=== Üretilecek çıktı ===
Listedeki bütün satırları hiçbir şeyi değiştirmeden aynen yazdır.

=== Liste ===
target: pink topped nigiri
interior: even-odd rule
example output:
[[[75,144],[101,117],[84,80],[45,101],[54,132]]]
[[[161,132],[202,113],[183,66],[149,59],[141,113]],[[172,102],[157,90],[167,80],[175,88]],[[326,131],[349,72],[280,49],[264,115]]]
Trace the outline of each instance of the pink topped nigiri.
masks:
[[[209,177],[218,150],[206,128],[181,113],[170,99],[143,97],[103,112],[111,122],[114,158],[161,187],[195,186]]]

=== Görevin sonucu ===
target: pink topped nigiri
interior: even-odd rule
example output:
[[[75,144],[101,117],[84,80],[45,101],[54,132]]]
[[[161,132],[202,113],[183,66],[149,59],[141,113]],[[172,102],[157,90],[167,80],[175,88]],[[326,131],[349,72],[280,49],[264,115]]]
Trace the outline of each instance of the pink topped nigiri.
masks:
[[[209,177],[218,150],[206,128],[181,113],[170,99],[143,97],[103,112],[111,122],[114,158],[161,187],[195,186]]]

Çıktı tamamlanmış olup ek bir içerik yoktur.